REQUIRED WORK =
a – Repeat the RTMFP passage from the words "The decrypted raw-part" through the words "padding for convenience.", substituting "hash value" for "checksum".
b – According to the RTMFP document, what key is used for symmetric AES encryption of the handshake messages?

=== DOCUMENT ===

Why is understanding RTMFP important? Unlike the earlier RTMP, the new protocol RTMFP is still closed with no open specification available. There have been some attempts at reverse engineering the protocol for interoperability and some official slides explaining the core logic. Understanding the wire-protocol is not important if you are building Flash-based applications that work among each other. However for applications such as Flash-to-SIP gateway or Flash-to-RTSP translator, where you may need to interoperate between RTMFP and SIP/RTP, it is important to understand the wire-protocol in detail. For a Flash-to-SIP gateway incorporating RTMFP from the Flash side in addition to the existing RTMP will enable low-latency UDP media path between the web user and the translator service on the Internet.
The following description is reproduced from a contribution (see rtmfp.py) to my RTMP server project.
Session
An RTMFP session is an end-to-end bi-directional pipe between two UDP transport addresses. A transport address contains an IP address and port number, e.g., "192.1.2.3:1935". A session can have one or more flows where a flow is a logical path from one entity to another via zero or more intermediate entities. UDP packets containing encrypted RTMFP data are exchanged in a session. A packet contains one or more messages. A packet is always encrypted using AES with 128-bit keys.
In the protocol description below, all numbers are in network byte order (big-endian). The | operator indicates concatenation of data. The numbers are assumed to be unsigned unless mentioned explicitly.
Scrambled Session ID
The packet format is as follows. Each packet has the first 32 bits of scrambled session-id followed by encrypted part. The scrambled (instead of raw) session-id makes it difficult if not impossible to mangle packets by middle boxes such as NATs and layer-4 packet inspectors. The bit-wise XOR operator is used to scramble the first 32-bit number with subsequent two 32-bit numbers. The XOR operator makes it possible to easily unscramble.
packet := scrambled-session-id | encrypted-part
To scramble a session-id,
scrambled-session-id = a^b^c
where ^ is the bit-wise XOR operator, a is session-id, and b and c are two 32-bit numbers from the first 8 bytes of the encrypted-part.
To unscramble,
session-id = x^y^z
where z is the scrambled-session-id, and b and c are two 32-bit numbers from the first 8 bytes of the encrypted-part.
The session-id determines which session keys are used for encryption and decryption of the encrypted part. There is one exception for the fourth message in the handshake which contains the non-zero session-id but the handshake (symmetric) session keys are used for encryption/decryption. For the handshake messages, a symmetric AES (advanced encryption standard) with 128-bit (16 bytes) key of "Adobe Systems 02" (without quotes) is used. For subsequent in-session messages the established asymmetric session keys are used as described later.
Encryption
Assuming that the AES keys are known, the encryption and decryption of the encrypted-part is done as follows. For decryption, an initialization vector of all zeros (0's) is used for every decryption operation. For encryption, the raw-part is assumed to be padded as described later, and an initialization vector of all zeros (0's) is used for every encryption operation. The decryption operation does not add additional padding, and the byte-size of the encrypted-part and the raw-part must be same.
The decrypted raw-part format is as follows. It starts with a 16-bit checksum, followed by variable bytes of network-layer data, followed by padding. The network-layer data ignores the padding for convenience.

=== DATA EXCERPTS ===

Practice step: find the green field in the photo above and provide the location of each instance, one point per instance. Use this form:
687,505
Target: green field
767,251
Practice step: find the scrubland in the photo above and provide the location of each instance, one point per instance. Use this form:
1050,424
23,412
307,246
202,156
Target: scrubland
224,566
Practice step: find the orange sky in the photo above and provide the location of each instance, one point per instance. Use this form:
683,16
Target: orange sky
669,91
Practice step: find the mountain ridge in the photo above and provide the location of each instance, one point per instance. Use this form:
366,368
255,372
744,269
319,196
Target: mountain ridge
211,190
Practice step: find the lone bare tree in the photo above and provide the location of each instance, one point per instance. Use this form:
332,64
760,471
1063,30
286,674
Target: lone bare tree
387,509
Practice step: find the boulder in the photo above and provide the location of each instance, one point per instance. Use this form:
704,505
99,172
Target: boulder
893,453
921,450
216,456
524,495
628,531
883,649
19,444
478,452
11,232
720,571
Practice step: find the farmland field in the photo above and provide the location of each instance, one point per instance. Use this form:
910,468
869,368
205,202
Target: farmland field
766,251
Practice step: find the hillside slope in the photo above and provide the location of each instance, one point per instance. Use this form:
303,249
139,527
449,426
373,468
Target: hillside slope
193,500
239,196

===
=== DATA EXCERPTS ===

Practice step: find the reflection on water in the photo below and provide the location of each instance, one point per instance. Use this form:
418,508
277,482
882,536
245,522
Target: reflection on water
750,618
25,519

===
=== DATA EXCERPTS ===

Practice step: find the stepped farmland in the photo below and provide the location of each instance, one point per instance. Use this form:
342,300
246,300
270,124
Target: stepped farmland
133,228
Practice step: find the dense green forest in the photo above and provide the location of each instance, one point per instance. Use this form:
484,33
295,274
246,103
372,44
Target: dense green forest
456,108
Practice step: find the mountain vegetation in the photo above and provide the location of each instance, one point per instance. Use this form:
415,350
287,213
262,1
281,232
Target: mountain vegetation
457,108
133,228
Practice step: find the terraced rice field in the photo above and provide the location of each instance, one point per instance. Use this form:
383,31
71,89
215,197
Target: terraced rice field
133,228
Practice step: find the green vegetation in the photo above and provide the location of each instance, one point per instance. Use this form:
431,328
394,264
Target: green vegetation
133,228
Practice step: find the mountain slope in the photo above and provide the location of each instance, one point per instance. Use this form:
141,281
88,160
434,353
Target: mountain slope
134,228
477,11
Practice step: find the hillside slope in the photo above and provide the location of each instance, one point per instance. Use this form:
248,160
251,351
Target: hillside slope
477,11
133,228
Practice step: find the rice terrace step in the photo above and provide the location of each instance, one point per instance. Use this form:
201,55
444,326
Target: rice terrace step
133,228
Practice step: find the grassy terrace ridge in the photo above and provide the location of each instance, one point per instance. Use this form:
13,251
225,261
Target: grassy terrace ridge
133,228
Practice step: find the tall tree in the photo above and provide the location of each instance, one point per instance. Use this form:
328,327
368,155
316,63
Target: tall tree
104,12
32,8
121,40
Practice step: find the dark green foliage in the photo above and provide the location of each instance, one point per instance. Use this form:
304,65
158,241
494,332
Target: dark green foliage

===

ANSWERS TO THE TASKS =
a –
The decrypted raw-part format is as follows. It starts with a 16-bit hash value, followed by variable bytes of network-layer data, followed by padding. The network-layer data ignores the padding for convenience.

b – A 128-bit (16-byte) key of "Adobe Systems 02", without the quotes.